#### DO THIS:
Reproduce the listing below line for line, with no changes to any character.

#### RECORDS TO PROCESS:
+ + + + + + +

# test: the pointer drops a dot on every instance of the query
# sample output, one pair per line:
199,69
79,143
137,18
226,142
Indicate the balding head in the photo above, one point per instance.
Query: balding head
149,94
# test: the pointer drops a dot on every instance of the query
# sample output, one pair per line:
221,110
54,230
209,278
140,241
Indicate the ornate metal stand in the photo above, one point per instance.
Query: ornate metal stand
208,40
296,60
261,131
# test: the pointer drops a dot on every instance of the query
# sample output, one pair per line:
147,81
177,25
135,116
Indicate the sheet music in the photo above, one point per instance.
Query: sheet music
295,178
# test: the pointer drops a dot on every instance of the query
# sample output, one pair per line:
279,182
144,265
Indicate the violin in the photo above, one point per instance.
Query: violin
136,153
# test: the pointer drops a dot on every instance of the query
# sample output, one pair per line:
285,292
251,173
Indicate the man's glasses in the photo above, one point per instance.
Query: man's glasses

+ + + + + + +

#### WRITTEN ANSWER:
# test: the pointer drops a dot on every instance of the query
# sample output, one pair per line:
199,69
79,143
137,18
226,142
Indicate the balding head in the photo above, one point per instance.
Query: balding head
149,94
# test: the pointer drops a dot on every instance of the query
# sample output, one pair per line:
221,110
54,230
209,278
140,241
Indicate the ornate metal stand in the photo above, one point per instance.
Query: ornate metal stand
208,40
296,60
261,131
# test: the pointer drops a dot on every instance of the query
# sample output, one pair per line:
147,81
177,25
135,116
Indicate the sheet music in the photo above, one point per instance.
Query: sheet music
295,178
# test: the pointer drops a dot on every instance of the query
# sample output, one pair per line:
279,182
144,265
Indicate the violin in the photo above, one point per instance.
Query: violin
136,153
# test: the pointer drops a dot on every instance of the query
# sample output, one pair per line:
285,292
251,173
Indicate the man's glasses in the photo above, one point per instance.
Query: man's glasses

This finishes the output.